**TEXT TO READ**
Returned from Hong Kong to the California sun and a merciless onslaught of jetlag… One of my favorite sleepless pasttimes is drowning in Internet k-holes, digging so far deep into Flickr and Google Images and eBay, that it takes me just as long to climb my way out.
I rarely buy anything off eBay and this is why. I found the jacket of my dreams. A “dreamcoat” as Jayne would call it (or Joseph and his amazing technicolor one). It came down to a bidding war in the final seconds that I lost out on over a few bucks. Anyways, it’s a vintage Stussy parka from the early ’90s, and it’s the right color and everything. This was the golden era of Streetwear and all the popular kids – guys and girls – had one of these. Which is why I didn’t.
And I still don’t. If you won that auction, I hate you (but trade??)

So then I started poking my nose around, and came up with this. How do we bring back the Mexican surf ponchos? And how do we make them not itch so bad?

So this is the holy grail of all things ’90s Streetwear. The Stussy 8-ball keychain. Very rare. So rare, that this is the only legitimate photograph I can find of one on the web, plus the Stussy logo has rubbed off. Maybe the coolest keychain of all time (only second to the key-ringed plastic miniature skateboards of the ’80s) only multiplied by its unicorn status. If you can find me one, I’ll be your best friend forever.

The reason why I dig for these ghosts of Streetwear past is to help reawaken that nostalgia – the memory – of how exciting all this stuff was to me as a young teenager. Don’t get me wrong, it’s all still awesome, but after it being my career for a decade, Streetwear can lose a little bit of the sex appeal. So from time to time, I need to hit the Refresh so that I can again relive and re-tell that experience and sensation through our own product and branding.
I remember the first Stussy t-shirt I really noticed, and that was the “Dice” tee. To this day, it’s still the coolest and best in my opinion, and I could be mistaken, but I don’t think they’ve ever re-issued it. Again, it’s another almost-impossibility to find an image of on the Internet. I’m a size Large, btw.

Many of my Streetwear recollections from this era are rooted in Stussy graphic t-shirts and baseball caps, but that neglects the others like 26 Red, Blur, Sjobeck, Clobber, GAT, Blur, and so on.. It’s just hard to source them on the web, which seems to have quite a selective memory when it comes to this kinda stuff. Stussy was everywhere though in the early ’90s, so it’s relatively easy to unearth my 7th grade all over again:


The Western Exterminator Company parody was a popular one in the market for this period. These were Stussy’s and Mossimo’s flips. Now you can better understand why we did our own rendition years later, where the rat was bigger than the man (which, for whatever reason, I can’t find a photo of right now).

**DIRECTIVES**
(a) In the post about ’90s Streetwear, which Stussy t-shirt was the first one the writer really noticed?
(b) Using the post about ’90s Streetwear, write out everything from "I rarely buy" down to "you (but trade??)", switching "parka" to "windbreaker".

**RAW DATA**
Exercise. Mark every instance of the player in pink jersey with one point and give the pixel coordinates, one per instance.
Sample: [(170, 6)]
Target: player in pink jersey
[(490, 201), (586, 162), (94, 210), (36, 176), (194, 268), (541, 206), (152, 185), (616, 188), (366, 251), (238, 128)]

**ANSWERS**
(a) The “Dice” tee.

(b)
I rarely buy anything off eBay and this is why. I found the jacket of my dreams. A “dreamcoat” as Jayne would call it (or Joseph and his amazing technicolor one). It came down to a bidding war in the final seconds that I lost out on over a few bucks. Anyways, it’s a vintage Stussy windbreaker from the early ’90s, and it’s the right color and everything. This was the golden era of Streetwear and all the popular kids – guys and girls – had one of these. Which is why I didn’t.
And I still don’t. If you won that auction, I hate you (but trade??)